» WHAT THE TASK ASKS
From the text on Ultra 10-Year Treasury note futures below, pull out the passage starting at "The introduction of Ultra 10-Year T-Note" and ending at "regulatory review periods.", copying it word for word.

» EXCERPTED TEXT
## Begin

Ultra 10-Year U.S. Treasury Note Futures

  • 4 Jan 2016
  • By CME Group

The introduction of Ultra 10-Year T-Note futures is expected to provide at least three benefits to users.In response to market participant demand for a futures contract that enables hedging and spreading at the 10-year maturity point on the Treasury yield curve, the Exchange has announced the introduction of Ultra 10-Year U.S. Treasury Note futures and companion options.  These contracts will be listed for trading Monday, January 11, 2016, pending certification of terms and conditions with the Commodity Futures Trading Commission and completion of all regulatory review periods.  

Ultra 10-Year Note Futures:  What’s Deliverable

Ultra 10-Year T-Note futures will be fulfilled by physical delivery of original-issue 10-year Treasury notes with remaining terms to maturity between 9 years 5 months and 10 years.  For practical purposes, delivery-eligible CUSIPs for any given contract delivery month will be limited to the three most recently issued 10-year Treasury notes:  the on-the-run, the old, and the double-old.   This ensures simultaneously that the contract will be a close proxy for forward-starting cash 10-year Treasury note exposures, and that it will adhere to the established, familiar structure and pricing conventions of the CBOT Treasury futures complex.

At the prevailing pace of issuance of 10-year Treasury notes, the aggregate face value of the three CUSIPs eligible for delivery into an expiring Ultra 10-Year T-Note contract typically will be around $177 bln.  This signifies ample deliverable supply, especially given that only a minuscule fraction of open interest in expiring Treasury futures – historically, around 3.5 percent – tends to go to delivery.  (For instance, the historical median volume of expiring 10-Year Treasury Note (TY) futures taken to delivery is approximately 16,000 contracts, or $1.6 bln of face value of deliverable grade Treasury notes.) 

Because Treasury futures contracts that go to delivery tend to be fulfilled by delivery of the corresponding cheapest-to-deliver (CTD) note or bond issue, it is instructive to consider the supply of the futures contract’s CTD issue, rather than the face value of the entire deliverable supply.

With market yields well under 6 percent (the yield level that the Exchange uses to standardize conversion factors for determination of Treasury futures delivery invoice prices), the CTD issue for an expiring Ultra 10-Year T-Note contract is likely to be the double-old 10-year note.  Given that 10-year note issues are routinely sized around $66 bln, this would make the CTD for the Ultra 10-Year T-Note contract the largest CUSIP eligible for delivery into any CBOT Treasury Note or Bond future.   Exhibit 1 illustrates by comparison of face values of CUSIPs that are currently CTD for Treasury futures for March 2016 delivery.

## End

» RECORDS SUPPLIED
## Begin

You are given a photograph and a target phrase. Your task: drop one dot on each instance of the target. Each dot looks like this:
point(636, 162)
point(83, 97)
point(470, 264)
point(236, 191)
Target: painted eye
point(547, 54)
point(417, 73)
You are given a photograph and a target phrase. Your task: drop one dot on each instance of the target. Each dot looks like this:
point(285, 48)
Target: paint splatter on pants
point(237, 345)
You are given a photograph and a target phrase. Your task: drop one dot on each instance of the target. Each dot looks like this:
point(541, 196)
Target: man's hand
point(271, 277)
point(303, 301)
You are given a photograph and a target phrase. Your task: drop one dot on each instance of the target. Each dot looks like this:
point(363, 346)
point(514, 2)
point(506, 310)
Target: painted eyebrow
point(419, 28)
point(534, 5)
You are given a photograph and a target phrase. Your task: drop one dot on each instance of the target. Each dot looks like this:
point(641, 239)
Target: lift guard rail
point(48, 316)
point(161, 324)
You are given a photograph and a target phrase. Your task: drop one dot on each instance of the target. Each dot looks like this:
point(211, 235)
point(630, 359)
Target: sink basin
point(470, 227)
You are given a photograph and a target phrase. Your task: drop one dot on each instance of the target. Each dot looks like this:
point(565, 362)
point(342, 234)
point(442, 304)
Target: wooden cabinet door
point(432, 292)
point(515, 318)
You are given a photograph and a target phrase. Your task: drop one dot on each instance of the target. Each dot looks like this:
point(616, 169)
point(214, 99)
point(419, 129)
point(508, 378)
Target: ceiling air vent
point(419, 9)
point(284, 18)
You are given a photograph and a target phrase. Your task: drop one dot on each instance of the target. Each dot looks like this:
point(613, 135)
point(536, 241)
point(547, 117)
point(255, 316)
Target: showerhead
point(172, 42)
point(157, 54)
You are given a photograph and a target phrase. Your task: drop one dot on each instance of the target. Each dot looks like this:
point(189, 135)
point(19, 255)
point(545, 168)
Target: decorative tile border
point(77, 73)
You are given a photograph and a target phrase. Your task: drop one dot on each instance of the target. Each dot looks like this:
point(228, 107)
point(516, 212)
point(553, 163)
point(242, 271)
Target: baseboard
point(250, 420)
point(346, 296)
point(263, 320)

## End

» RESULT OF THIS TASK
The introduction of Ultra 10-Year T-Note futures is expected to provide at least three benefits to users.In response to market participant demand for a futures contract that enables hedging and spreading at the 10-year maturity point on the Treasury yield curve, the Exchange has announced the introduction of Ultra 10-Year U.S. Treasury Note futures and companion options.  These contracts will be listed for trading Monday, January 11, 2016, pending certification of terms and conditions with the Commodity Futures Trading Commission and completion of all regulatory review periods.